WHAT NEEDS TO BE DONE> Convert every row below into a JSON array of strings, with one string per line and no blank lines.

MATERIAL FOR THE TASK>
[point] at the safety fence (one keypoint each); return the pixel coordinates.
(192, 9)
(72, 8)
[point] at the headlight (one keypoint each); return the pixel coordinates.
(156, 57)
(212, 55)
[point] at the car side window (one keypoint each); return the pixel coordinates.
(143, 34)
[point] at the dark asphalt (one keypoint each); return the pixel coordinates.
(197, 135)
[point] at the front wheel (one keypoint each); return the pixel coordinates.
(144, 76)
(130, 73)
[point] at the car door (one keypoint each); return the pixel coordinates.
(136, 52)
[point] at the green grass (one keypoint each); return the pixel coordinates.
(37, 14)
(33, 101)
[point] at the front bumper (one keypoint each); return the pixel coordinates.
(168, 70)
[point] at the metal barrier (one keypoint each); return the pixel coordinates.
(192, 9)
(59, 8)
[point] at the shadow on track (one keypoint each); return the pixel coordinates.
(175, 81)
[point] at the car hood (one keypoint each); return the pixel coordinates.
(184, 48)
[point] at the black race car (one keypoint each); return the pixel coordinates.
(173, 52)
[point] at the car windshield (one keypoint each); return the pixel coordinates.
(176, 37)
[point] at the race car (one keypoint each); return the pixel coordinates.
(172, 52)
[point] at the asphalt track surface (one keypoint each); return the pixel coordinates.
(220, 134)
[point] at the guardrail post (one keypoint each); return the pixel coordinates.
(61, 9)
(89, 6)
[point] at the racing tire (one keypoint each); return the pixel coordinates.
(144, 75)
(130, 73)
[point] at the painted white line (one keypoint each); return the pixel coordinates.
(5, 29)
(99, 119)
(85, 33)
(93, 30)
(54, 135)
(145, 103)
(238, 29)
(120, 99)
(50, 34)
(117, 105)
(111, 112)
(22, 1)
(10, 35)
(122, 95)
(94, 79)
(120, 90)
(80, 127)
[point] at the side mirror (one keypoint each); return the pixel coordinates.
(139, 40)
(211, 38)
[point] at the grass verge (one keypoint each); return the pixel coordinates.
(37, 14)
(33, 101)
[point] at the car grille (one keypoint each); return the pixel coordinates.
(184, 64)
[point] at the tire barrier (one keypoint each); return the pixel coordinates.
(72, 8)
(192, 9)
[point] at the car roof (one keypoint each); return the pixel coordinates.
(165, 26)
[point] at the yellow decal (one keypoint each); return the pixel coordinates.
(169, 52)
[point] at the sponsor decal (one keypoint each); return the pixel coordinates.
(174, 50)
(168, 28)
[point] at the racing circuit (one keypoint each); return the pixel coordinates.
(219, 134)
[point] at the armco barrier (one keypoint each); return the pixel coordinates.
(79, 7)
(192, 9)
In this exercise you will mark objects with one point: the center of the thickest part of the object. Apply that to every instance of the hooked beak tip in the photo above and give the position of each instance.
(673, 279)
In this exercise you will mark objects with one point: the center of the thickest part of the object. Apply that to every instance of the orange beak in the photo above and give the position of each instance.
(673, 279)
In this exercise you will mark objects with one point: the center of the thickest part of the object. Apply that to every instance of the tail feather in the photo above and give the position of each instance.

EXPECTED ANSWER>
[
  "[point] at the safety fence (one keypoint each); return the pixel coordinates.",
  "(192, 9)",
  "(72, 8)",
  "[point] at the headlight (one keypoint each); return the pixel coordinates.",
  "(156, 57)",
  "(212, 55)",
  "[point] at the car side window (one keypoint each); return the pixel coordinates.",
  "(143, 34)",
  "[point] at the dark asphalt (one keypoint each); return the pixel coordinates.",
  "(197, 135)",
  "[point] at the front wheel (one keypoint each); return the pixel coordinates.",
  "(144, 76)",
  "(130, 73)",
  "[point] at the car door (one keypoint each); return the pixel coordinates.",
  "(136, 52)",
  "[point] at the green grass (one keypoint each); return the pixel coordinates.",
  "(37, 14)",
  "(33, 101)",
  "[point] at the front bumper (one keypoint each); return the pixel coordinates.",
  "(168, 70)",
  "[point] at the metal barrier (one keypoint each); return the pixel coordinates.",
  "(192, 9)",
  "(59, 8)",
  "[point] at the shadow on track (one keypoint each); return the pixel coordinates.",
  "(175, 81)",
  "[point] at the car hood (one keypoint each); return the pixel coordinates.",
  "(184, 48)",
  "[point] at the black race car (one keypoint each); return the pixel coordinates.",
  "(173, 52)",
  "[point] at the car windshield (one keypoint each); return the pixel coordinates.",
  "(176, 37)",
  "[point] at the race car (one keypoint each); return the pixel coordinates.",
  "(172, 52)",
  "[point] at the asphalt track surface (one keypoint each); return the pixel coordinates.",
  "(220, 134)",
  "[point] at the guardrail post (one keypoint each); return the pixel coordinates.",
  "(61, 9)",
  "(89, 6)",
  "[point] at the racing tire (one keypoint each); return the pixel coordinates.",
  "(144, 75)",
  "(130, 73)",
  "[point] at the painted white line (one keypoint each); return the pixel coordinates.",
  "(5, 29)",
  "(99, 119)",
  "(85, 33)",
  "(93, 30)",
  "(54, 135)",
  "(145, 103)",
  "(238, 29)",
  "(120, 99)",
  "(50, 34)",
  "(117, 105)",
  "(111, 112)",
  "(22, 1)",
  "(10, 35)",
  "(122, 95)",
  "(94, 79)",
  "(120, 90)",
  "(80, 127)",
  "[point] at the side mirror (one keypoint each); return the pixel coordinates.",
  "(139, 40)",
  "(211, 38)",
  "[point] at the grass verge (one keypoint each); return the pixel coordinates.",
  "(37, 14)",
  "(33, 101)",
  "[point] at the car grille (one keypoint each); return the pixel coordinates.",
  "(184, 64)",
  "[point] at the tire barrier (one keypoint each); return the pixel coordinates.",
  "(72, 8)",
  "(192, 9)",
  "[point] at the car roof (one keypoint each); return the pixel coordinates.",
  "(165, 26)",
  "[point] at the yellow decal (one keypoint each); return the pixel coordinates.",
  "(169, 52)",
  "[point] at the sponsor decal (one keypoint each); return the pixel coordinates.",
  "(174, 50)",
  "(168, 28)",
  "[point] at the racing circuit (one keypoint each); return the pixel coordinates.",
  "(219, 134)",
  "[point] at the armco barrier (one keypoint each); return the pixel coordinates.",
  "(79, 7)",
  "(192, 9)",
  "In this exercise you will mark objects with one point: the center of the thickest part of the object. Apply that to every instance of the hooked beak tip in the photo above and give the position of each instance.",
  "(673, 279)",
  "In this exercise you will mark objects with one point: the center of the thickest part of the object. Apply that to every instance of the orange beak in the photo above and give the position of each instance.",
  "(673, 279)",
  "In this exercise you will mark objects with one point: the center of the thickest part of the object. Apply that to every instance of the tail feather in the photo above and give the position of each instance."
]